Transcribe the passage on local and distributed text-to-speech systems, starting at the words "Features are disclosed" and ending after the words "configuration is implemented.".

Selection:

☆ ☆ ☆ ☆ ☆

Features are disclosed for providing a consistent interface for local and distributed text to speech (TTS) systems. Some portions of the TTS system, such as voices and TTS engine components, may be installed on a client device, and some may be present on a remote system accessible via a network link. Determinations can be made regarding which TTS system components to implement on the client device and which to implement on the remote server. The consistent interface facilitates connecting to or otherwise employing the TTS system through use of the same methods and techniques regardless of the which TTS system configuration is implemented.
Legal claims defining the scope of protection. Each claim is shown in both the original legal language and a plain English translation.
1. A system comprising: a computer-readable memory storing executable instructions; and one or more computer processors in communication with the computer-readable memory, wherein the one or more computer processors are programmed by the executable instructions to at least: determine that voice recordings of subword units to be used for generating a text-to-speech presentation of a text are not stored in a local storage location; receive, from a remote storage location, the voice recordings; generate the text-to-speech presentation by concatenating two or more of the voice recordings, wherein individual voice recordings of the two or more voice recordings correspond to subword units for individual words in the text; determine a performance metric associated with generating the text-to-speech presentation; determine, based at least partly on the performance metric, that accessing the voice recordings at a local storage location will likely improve system performance in generating a subsequent text-to-speech presentation; store at least the portion of the voice recordings in the local storage location; access at least the portion of the voice recordings at the local storage location; and generate the subsequent text-to-speech presentation using the portion of voice recordings accessed at the local storage location.

☆ ☆ ☆ ☆ ☆

Data extract:
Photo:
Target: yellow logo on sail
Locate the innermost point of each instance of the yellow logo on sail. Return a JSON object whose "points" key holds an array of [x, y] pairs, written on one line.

☆ ☆ ☆ ☆ ☆

Reply to the exercise:
Features are disclosed for providing a consistent interface for local and distributed text to speech (TTS) systems. Some portions of the TTS system, such as voices and TTS engine components, may be installed on a client device, and some may be present on a remote system accessible via a network link. Determinations can be made regarding which TTS system components to implement on the client device and which to implement on the remote server. The consistent interface facilitates connecting to or otherwise employing the TTS system through use of the same methods and techniques regardless of the which TTS system configuration is implemented.